## House Plant Feature Engineering

This notebook will cover the feature engineering process (step 2) on the houseplant database generated for two goals: 
- Perform dimensionality reduction (step 3) as a way to visualise similar plants (ultimate goal to make some 2D scatter like graphs doing this). 
- Build a content based recommender system with this dataset (Step 4).


**Summary of This Notebook:**

- TODO

#### Setup

In [1]:
import pandas as pd
import sqlite3
from plotly.subplots import make_subplots
import plotly.express as px
import plotly.graph_objects as go
from scipy import stats

DATABASE_LOC = r"C:\Users\Rory Crean\Dropbox (lkgroup)\Backup_HardDrive\Postdoc\PyForFun\House_Plant_Recommender\Database\house_plants.db"

In [2]:
conn = sqlite3.connect(DATABASE_LOC)
c = conn.cursor()
plant_df = pd.read_sql_query("SELECT * FROM plant_raw_data", conn)
c.close()
plant_df.head()

Unnamed: 0,Plant_Name,Common_Names,Plant_Type,Family,Zones,Native_Range,Heights,Spreads,Bloom_Times,Bloom_Description,Sunlight,Watering,Maintenance,Flowers,Leafs,Fruits
0,Aechmea,"urn plant,silver vase plant",Epiphyte,Bromeliaceae,10 to 11,Brazil,1.00 to 3.00 feet,1.00 to 2.00 feet,Seasonal bloomer,Violet to red with pink bracts,Part shade,Medium,Medium,Showy,Evergreen,
1,Ardisia crenata,"hen's eyes,coralberry,spiceberry,scratchthroat...",Broadleaf evergreen,Primulaceae,8 to 10,Japan to Northern India,4.00 to 5.00 feet,4.00 to 5.00 feet,May to June,Pinkish-white,Part shade to full shade,Medium,Medium,Showy,Evergreen,Showy
2,Euphorbia milii,"christplant,Christ plant,Christ thorn,crown of...",Broadleaf evergreen,Euphorbiaceae,9 to 11,Madagascar,3.00 to 6.00 feet,1.50 to 3.00 feet,Seasonal bloomer,Green subtended by red or yellow bracts,Full sun,Dry to medium,Medium,Showy,Evergreen,
3,Ficus elastica,"Indian rubberplant,India rubber plant,rubber p...",Broadleaf evergreen,Moraceae,10 to 12,Southeastern Asia,50.00 to 100.00 feet,50.00 to 100.00 feet,Rarely flowers indoors,,Part shade,Medium,Low,Insignificant,Evergreen,
4,Woodsia obtusa,"blunt-lobed woodsia,common woodsia,large woodsia",Fern,Woodsiaceae,4 to 8,North America,1.00 to 1.50 feet,2.00 to 2.50 feet,Non-flowering,Non-flowering,Part shade to full shade,Medium,Medium,,,


In [3]:
len(plant_df)

147

In [4]:
plant_df.columns

Index(['Plant_Name', 'Common_Names', 'Plant_Type', 'Family', 'Zones',
       'Native_Range', 'Heights', 'Spreads', 'Bloom_Times',
       'Bloom_Description', 'Sunlight', 'Watering', 'Maintenance', 'Flowers',
       'Leafs', 'Fruits'],
      dtype='object')

=====

* **REQUIREMENTS**:
1. Please duplicate the part of the house plant notebook starting at "This notebook will" and ending at "graphs doing this).".
2. Pick up the house plant notebook and continue it from its final line.

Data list
=====

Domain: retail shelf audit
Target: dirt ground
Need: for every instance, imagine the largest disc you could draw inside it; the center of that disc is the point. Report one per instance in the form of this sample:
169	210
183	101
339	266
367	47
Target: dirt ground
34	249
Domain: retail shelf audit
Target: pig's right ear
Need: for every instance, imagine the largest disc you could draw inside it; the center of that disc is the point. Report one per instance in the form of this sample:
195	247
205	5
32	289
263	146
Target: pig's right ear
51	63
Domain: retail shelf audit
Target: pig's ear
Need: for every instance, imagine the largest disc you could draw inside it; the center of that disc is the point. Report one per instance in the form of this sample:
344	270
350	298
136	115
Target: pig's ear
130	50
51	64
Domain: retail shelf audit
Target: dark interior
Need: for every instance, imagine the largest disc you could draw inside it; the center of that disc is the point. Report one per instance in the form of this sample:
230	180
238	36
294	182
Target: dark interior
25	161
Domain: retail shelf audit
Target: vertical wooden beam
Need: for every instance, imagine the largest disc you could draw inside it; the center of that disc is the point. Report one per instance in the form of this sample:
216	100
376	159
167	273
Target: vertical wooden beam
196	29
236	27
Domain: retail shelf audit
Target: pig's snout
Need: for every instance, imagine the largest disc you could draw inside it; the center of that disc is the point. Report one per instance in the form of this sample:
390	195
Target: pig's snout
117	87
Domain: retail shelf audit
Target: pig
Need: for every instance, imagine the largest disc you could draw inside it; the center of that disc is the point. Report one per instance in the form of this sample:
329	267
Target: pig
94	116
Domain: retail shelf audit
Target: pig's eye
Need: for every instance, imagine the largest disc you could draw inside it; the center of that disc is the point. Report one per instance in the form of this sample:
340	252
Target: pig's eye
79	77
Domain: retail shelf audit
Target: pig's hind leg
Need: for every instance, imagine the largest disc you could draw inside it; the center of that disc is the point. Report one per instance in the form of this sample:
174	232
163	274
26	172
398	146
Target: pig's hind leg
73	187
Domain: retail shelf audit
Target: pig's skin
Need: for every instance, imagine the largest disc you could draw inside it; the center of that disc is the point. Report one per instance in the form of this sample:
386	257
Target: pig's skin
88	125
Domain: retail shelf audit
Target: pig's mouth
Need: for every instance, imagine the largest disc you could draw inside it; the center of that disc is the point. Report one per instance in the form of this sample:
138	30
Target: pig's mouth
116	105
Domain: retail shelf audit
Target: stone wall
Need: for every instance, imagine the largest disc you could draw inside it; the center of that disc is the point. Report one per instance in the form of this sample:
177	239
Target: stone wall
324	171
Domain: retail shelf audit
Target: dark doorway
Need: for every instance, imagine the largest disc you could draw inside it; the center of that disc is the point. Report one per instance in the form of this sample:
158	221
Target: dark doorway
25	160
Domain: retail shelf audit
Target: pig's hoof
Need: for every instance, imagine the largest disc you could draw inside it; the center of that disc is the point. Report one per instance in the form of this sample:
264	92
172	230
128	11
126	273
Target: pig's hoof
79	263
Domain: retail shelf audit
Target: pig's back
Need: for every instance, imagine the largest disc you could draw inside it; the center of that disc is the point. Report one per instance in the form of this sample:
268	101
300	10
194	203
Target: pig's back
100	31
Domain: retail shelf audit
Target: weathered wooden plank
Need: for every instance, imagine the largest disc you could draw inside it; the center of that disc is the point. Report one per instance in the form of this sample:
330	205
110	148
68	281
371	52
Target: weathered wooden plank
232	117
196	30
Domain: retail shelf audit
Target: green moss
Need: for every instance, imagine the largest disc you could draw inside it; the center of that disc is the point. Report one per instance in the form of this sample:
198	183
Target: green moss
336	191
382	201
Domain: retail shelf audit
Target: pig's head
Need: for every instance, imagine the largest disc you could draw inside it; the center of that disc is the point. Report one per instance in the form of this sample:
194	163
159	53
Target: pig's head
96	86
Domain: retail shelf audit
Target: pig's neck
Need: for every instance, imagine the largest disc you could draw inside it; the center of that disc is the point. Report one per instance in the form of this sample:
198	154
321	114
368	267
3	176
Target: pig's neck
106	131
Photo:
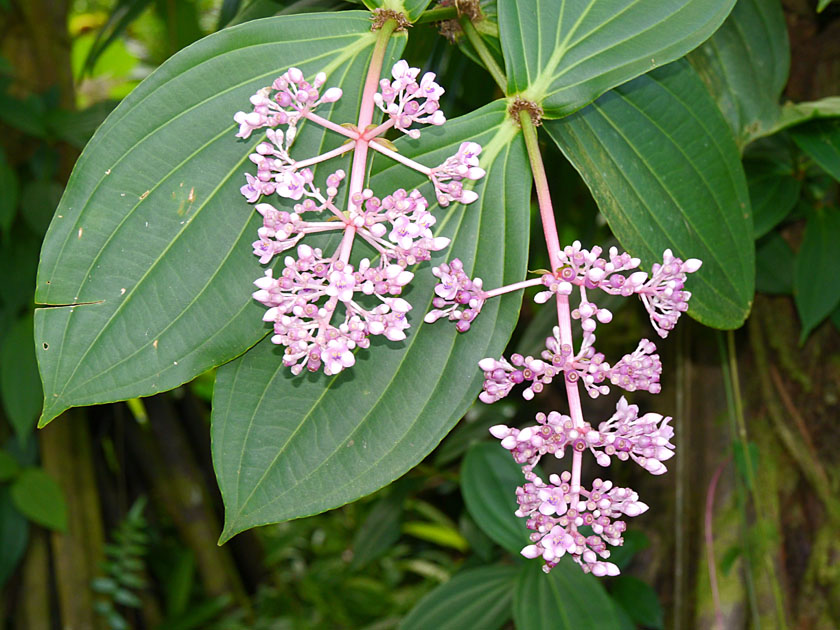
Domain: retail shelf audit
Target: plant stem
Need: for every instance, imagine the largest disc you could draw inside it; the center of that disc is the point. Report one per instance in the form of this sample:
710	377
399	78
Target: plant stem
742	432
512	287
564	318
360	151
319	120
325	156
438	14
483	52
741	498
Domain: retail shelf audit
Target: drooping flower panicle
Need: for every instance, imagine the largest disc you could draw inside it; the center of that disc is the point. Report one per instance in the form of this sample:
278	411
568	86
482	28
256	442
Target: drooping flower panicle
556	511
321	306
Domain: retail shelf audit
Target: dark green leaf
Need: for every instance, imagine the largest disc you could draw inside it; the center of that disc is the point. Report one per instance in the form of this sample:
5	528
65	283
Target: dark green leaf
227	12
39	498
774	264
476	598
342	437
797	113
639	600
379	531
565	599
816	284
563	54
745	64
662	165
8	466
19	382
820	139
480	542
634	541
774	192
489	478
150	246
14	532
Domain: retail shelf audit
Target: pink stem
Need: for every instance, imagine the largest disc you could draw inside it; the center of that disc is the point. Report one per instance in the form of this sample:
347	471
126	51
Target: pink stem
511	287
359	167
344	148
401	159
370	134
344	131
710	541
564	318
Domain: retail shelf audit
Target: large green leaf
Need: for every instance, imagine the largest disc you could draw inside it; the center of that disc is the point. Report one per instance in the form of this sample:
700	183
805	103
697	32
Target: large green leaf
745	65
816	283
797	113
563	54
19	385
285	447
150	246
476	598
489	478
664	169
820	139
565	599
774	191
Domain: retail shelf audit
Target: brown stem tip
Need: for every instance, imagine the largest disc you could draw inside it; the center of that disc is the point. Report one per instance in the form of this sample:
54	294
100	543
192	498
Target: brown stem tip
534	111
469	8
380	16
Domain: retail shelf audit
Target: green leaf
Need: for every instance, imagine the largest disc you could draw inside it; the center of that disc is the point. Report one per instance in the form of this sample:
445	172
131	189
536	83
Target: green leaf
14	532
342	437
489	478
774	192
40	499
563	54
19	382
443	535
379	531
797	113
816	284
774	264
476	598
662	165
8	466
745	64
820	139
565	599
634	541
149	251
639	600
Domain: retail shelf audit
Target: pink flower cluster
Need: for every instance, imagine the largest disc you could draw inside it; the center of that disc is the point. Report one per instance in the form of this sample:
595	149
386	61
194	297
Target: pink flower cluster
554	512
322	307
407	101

=====

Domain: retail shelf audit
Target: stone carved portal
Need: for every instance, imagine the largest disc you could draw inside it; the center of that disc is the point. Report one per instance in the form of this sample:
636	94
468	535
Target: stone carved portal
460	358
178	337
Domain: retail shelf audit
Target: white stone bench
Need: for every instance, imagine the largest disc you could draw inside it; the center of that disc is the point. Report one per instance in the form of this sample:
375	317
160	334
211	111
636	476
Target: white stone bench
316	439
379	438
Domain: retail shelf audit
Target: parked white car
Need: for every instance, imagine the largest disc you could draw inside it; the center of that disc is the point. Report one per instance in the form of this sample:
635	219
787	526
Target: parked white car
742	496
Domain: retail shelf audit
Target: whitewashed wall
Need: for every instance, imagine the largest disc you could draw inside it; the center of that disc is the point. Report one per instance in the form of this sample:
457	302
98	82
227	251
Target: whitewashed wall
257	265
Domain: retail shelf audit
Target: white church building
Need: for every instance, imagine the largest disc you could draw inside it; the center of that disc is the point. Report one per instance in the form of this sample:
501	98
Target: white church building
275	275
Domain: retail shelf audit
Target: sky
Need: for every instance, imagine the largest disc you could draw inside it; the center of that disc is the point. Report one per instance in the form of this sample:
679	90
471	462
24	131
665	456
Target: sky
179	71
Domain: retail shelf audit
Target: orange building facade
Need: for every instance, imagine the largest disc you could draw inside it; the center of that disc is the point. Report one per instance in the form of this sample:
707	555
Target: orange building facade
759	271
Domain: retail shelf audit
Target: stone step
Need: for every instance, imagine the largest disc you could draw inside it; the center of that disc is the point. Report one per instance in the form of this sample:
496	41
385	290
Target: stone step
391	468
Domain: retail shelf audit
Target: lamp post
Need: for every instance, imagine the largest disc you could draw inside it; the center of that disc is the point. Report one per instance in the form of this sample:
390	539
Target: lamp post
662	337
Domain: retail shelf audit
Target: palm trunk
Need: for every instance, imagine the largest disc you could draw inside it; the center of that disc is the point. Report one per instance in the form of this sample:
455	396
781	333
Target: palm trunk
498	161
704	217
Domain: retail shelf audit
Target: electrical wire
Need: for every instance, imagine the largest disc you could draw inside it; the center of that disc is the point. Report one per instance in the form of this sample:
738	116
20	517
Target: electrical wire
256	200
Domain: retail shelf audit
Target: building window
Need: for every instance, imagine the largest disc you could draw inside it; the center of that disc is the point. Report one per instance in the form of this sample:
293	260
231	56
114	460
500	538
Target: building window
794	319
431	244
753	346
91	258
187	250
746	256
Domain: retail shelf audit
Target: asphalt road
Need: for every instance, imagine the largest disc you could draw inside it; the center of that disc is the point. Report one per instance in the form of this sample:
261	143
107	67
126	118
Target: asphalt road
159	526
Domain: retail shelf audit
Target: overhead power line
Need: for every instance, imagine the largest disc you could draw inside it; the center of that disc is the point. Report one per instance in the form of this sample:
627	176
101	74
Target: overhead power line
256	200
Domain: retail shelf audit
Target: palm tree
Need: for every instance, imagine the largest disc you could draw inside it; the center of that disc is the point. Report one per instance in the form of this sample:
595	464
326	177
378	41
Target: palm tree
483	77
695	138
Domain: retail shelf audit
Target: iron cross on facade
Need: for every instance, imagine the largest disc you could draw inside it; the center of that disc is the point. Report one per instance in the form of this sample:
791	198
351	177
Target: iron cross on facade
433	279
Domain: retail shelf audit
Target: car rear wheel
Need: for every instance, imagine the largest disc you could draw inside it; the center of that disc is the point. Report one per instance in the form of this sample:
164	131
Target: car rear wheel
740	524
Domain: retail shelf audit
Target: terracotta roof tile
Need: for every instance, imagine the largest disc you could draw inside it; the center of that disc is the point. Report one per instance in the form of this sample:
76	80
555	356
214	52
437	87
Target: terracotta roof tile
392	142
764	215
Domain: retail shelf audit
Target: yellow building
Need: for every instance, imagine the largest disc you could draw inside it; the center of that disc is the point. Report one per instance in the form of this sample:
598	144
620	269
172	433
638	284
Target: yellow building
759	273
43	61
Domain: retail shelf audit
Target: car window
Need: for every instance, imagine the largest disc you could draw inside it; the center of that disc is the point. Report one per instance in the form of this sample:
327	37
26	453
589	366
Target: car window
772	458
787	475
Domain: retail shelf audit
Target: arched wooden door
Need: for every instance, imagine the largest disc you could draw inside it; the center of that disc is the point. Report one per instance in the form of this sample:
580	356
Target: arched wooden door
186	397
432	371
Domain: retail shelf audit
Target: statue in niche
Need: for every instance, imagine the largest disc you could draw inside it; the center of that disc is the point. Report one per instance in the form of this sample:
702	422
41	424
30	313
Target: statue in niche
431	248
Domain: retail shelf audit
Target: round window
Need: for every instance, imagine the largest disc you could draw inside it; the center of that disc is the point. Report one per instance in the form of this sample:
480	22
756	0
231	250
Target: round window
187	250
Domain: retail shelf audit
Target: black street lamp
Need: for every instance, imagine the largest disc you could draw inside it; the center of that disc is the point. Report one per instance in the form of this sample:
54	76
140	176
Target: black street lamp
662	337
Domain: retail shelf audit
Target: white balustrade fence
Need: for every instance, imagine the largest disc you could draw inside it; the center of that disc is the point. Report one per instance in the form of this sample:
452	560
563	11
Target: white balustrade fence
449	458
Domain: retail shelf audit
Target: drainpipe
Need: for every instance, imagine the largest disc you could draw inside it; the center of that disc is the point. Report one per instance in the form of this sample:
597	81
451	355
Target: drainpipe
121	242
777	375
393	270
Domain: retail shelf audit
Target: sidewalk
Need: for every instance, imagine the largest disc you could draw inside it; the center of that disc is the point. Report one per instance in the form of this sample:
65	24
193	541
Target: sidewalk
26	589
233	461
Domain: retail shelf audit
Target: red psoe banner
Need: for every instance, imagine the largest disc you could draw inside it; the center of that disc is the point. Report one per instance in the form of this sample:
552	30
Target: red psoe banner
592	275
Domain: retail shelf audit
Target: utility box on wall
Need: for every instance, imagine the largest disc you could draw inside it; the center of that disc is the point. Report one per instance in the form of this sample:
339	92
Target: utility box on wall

=====

* **RESPONSES IN ORDER**:
1.
This notebook will cover the feature engineering process (step 2) on the houseplant database generated for two goals: 
- Perform dimensionality reduction (step 3) as a way to visualise similar plants (ultimate goal to make some 2D scatter like graphs doing this).

2.
#### DF Clean up 


In [5]:
# remove the unwanted columns 
drop_list = ["Common_Names", "Family", "Native_Range", "Flowers", "Bloom_Description"]
plant_df = plant_df.drop(drop_list, axis=1)
plant_df.head()

Unnamed: 0,Plant_Name,Plant_Type,Zones,Heights,Spreads,Bloom_Times,Sunlight,Watering,Maintenance,Leafs,Fruits
0,Aechmea,Epiphyte,10 to 11,1.00 to 3.00 feet,1.00 to 2.00 feet,Seasonal bloomer,Part shade,Medium,Medium,Evergreen,
1,Ardisia crenata,Broadleaf evergreen,8 to 10,4.00 to 5.00 feet,4.00 to 5.00 feet,May to June,Part shade to full shade,Medium,Medium,Evergreen,Showy
2,Euphorbia milii,Broadleaf evergreen,9 to 11,3.00 to 6.00 feet,1.50 to 3.00 feet,Seasonal bloomer,Full sun,Dry to medium,Medium,Evergreen,
3,Ficus elastica,Broadleaf evergreen,10 to 12,50.00 to 100.00 feet,50.00 to 100.00 feet,Rarely flowers indoors,Part shade,Medium,Low,Evergreen,
4,Woodsia obtusa,Fern,4 to 8,1.00 to 1.50 feet,2.00 to 2.50 feet,Non-flowering,Part shade to full shade,Medium,Medium,,


In [6]:
# Two plants ("Asplenium antiquum", "Basella alba") had missing info, so will manually add that now as it is available in paragraph form from the database. 
plant_row = (plant_df["Plant_Name"].loc[lambda x: x=="Asplenium antiquum"].index)
display(plant_df.iloc[plant_row])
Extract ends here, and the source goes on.